Ma démarche, c'est à partir du résultat du référendum. Le résultat du référendum, pour moi, c'est que les Québécois... Je ne peux pas blâmer mon peuple, le peuple québécois, parce que le référendum est utilisé habituellement dans tous les pays du monde dans une situation d'impasse. Or, au mois de mai dernier, il n'y avait pas d'impasse au Québec. C'était le calme plat sur le plan constitutionnel. C'était le printemps. Les fleurs poussaient. Tout le monde était heureux. Le peuple québécois, instinctivement, a compris que le référendum ne servait pas à régler une impasse, mais créait une impasse constitutionnelle et il a rejeté - moi, c'est comme cela que je l'interprète - le oui, parce que les Anglais avaient déjà dit: Nous ne négocierons jamais la souveraineté-association. Ils sont venus le dire aux Québécois. Ceux-ci ont dit: Nous autres, cela ne nous intéresse pas de créer une impasse. L'été s'annonce bien et, finalement, ils ont dit non.

Actuellement, il y a une impasse. Il y a une invasion des fédéraux dans les droits de la nation québécoise et je suis sûr que, si nous faisions un référendum demain matin, les Québécois dénoueraient l'impasse en faveur du Québec. Je suis même sûr que vous n'accepteriez pas de prendre la même position. À partir de cela, je dis: Nous sommes dans une situation d'urgence, d'impasse. Il y a une des deux impasses qui va triompher sur l'autre. Je m'explique. Les fédéraux, les fédéralistes de bonne foi, les Canadiens anglophones s'imaginent que l'indépendance du Québec, c'est une menace à l'intégrité et à la sécurité du territoire canadien et il faut en finir, un jour, avec des menaces de sécession de l'Alberta, du Québec, etc.

Pour eux autres, les indépendantistes, c'est une menace. Actuellement, nous, nous répondons: M. Trudeau, par son projet de rapatriement unilatéral, est une menace à l'endroit du Québec et, particulièrement, des indépendantistes. Laquelle des deux menaces va l'emporter sur l'autre? C'est sûr qu'il y en a une qui doit disparaître. Ou c'est la menace de l'indépendance qui triomphe, parce que M. Trudeau va réussir à imposer sa formule d'amendement et qu'il n'y aura plus d'indépendance possible, ou c'est l'indépendance qui fait disparaître la menace du rapatriement unilatéral qui blesse sérieusement la nation québécoise.

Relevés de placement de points
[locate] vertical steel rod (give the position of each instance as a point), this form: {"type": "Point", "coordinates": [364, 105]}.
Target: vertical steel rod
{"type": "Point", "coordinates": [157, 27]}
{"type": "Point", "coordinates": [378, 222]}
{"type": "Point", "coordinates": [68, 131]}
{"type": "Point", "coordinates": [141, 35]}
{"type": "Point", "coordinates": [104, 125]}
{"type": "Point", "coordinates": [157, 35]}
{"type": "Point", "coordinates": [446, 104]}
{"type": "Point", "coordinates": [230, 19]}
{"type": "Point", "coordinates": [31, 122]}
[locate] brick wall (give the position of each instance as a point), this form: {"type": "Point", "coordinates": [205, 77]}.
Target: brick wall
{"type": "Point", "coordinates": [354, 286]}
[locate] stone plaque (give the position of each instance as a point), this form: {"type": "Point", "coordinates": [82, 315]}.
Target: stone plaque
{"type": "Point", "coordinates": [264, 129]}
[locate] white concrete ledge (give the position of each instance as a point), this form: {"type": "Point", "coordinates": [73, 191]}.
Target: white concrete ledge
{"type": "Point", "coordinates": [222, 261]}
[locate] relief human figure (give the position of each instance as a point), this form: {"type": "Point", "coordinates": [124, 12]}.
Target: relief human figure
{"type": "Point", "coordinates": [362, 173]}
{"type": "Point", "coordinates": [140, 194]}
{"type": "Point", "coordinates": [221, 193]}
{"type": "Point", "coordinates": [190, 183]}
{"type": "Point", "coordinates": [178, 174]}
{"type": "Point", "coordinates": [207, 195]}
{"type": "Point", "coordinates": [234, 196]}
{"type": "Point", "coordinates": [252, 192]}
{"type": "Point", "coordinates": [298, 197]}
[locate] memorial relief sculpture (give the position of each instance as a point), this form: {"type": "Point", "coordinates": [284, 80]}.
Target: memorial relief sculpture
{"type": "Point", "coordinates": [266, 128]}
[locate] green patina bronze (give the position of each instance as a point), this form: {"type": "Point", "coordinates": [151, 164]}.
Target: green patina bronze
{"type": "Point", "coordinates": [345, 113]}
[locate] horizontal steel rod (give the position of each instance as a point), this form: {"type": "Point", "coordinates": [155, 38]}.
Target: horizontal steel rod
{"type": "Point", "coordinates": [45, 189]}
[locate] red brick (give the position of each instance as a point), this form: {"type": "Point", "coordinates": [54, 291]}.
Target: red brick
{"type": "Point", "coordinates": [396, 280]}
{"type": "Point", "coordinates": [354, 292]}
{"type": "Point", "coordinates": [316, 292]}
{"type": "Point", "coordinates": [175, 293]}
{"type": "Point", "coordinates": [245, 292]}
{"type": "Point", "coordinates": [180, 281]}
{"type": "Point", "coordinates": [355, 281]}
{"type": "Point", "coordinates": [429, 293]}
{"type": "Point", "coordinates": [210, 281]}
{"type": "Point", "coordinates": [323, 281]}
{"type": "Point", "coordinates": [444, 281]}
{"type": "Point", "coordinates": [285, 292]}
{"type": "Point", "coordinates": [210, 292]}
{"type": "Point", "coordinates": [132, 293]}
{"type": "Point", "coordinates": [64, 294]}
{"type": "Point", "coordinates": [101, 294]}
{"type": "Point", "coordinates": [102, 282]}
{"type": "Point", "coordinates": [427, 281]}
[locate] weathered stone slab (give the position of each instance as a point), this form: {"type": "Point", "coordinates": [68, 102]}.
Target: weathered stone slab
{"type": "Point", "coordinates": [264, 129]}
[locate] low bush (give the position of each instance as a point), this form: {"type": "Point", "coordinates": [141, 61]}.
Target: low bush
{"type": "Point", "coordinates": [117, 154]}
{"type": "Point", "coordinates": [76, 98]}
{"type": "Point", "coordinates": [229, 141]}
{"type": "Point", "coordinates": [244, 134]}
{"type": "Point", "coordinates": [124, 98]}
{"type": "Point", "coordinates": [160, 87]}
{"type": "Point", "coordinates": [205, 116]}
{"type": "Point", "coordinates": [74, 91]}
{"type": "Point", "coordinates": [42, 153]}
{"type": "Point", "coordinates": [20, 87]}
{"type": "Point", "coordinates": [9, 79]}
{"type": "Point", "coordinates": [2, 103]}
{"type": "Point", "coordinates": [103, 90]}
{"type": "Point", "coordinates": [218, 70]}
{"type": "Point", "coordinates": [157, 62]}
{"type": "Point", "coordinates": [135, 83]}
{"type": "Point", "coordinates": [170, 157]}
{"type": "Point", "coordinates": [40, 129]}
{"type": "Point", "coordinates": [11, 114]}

Énoncé A:
Répondez à ces questions sur le texte portant sur le référendum québécois :
(i) Dans quelle situation le référendum est-il habituellement utilisé dans tous les pays du monde ?
(ii) Qu'est-ce que les Anglais avaient déjà dit au sujet de la souveraineté-association ?
(iii) Par quel projet M. Trudeau constitue-t-il une menace à l'endroit du Québec ?
Énoncé B: Rédigez la suite du texte sur le référendum québécois, en reprenant juste après sa dernière phrase.

Réponse A:
(i) Dans une situation d'impasse.
(ii) « Nous ne négocierons jamais la souveraineté-association. »
(iii) Par son projet de rapatriement unilatéral.

Réponse B:
Je dis, à ce moment: Le gouvernement actuel a la légitimité de défendre la maison québécoise parce qu'il y a un pyromane qui s'apprête à mettre le feu et on n'a pas le temps de consulter les mineurs, les agriculteurs, les chauffeurs de taxis et dire: Êtes-vous d'accord pour qu'on sauve la maison, qu'on fasse venir les pompiers? Ils arriveraient le soir et ils nous blâmeraient et vous blâmeraient tous pour ne pas avoir sauvé les meubles. Dans cette situation, c'est le devoir de faire venir les pompiers

Je pense qu'à ce moment l'Opposition elle aussi est gardienne des droits de la société québécoise. Écoutez, vous êtes responsables des conséquences de ce projet. On ne peut pas demander à des chauffeurs de taxis ou des travailleurs ordinaires d'éplucher tout cela. Ils vont vous dire: Écoutez, on vous paie, vous êtes 110 professionnels du métier, on vous paie, défendez-nous. Si le feu prend, appelez les pompiers et après vous nous expliquerez pourquoi les pompiers ont fait du dommage. C'est dans ce sens que je dis qu'ils sont légalement au pouvoir pendant cinq ans, ils ont la légitimité de sauver et vous avez la légitimité de les appuyer dans les gestes qu'ils vont poser pour sauver la nation québécoise.

La Présidente (Mme Cuerrier): Plusieurs personnes m'ont demandé la parole.

M. Forget: J'ai encore un autre point, Mme la Présidente.

La Présidente (Mme Cuerrier): M. le député, nous reviendrons si nous avons encore du temps. Je vous accorderai la parole. J'ai déjà une longue liste. M. le chef de l'Union Nationale.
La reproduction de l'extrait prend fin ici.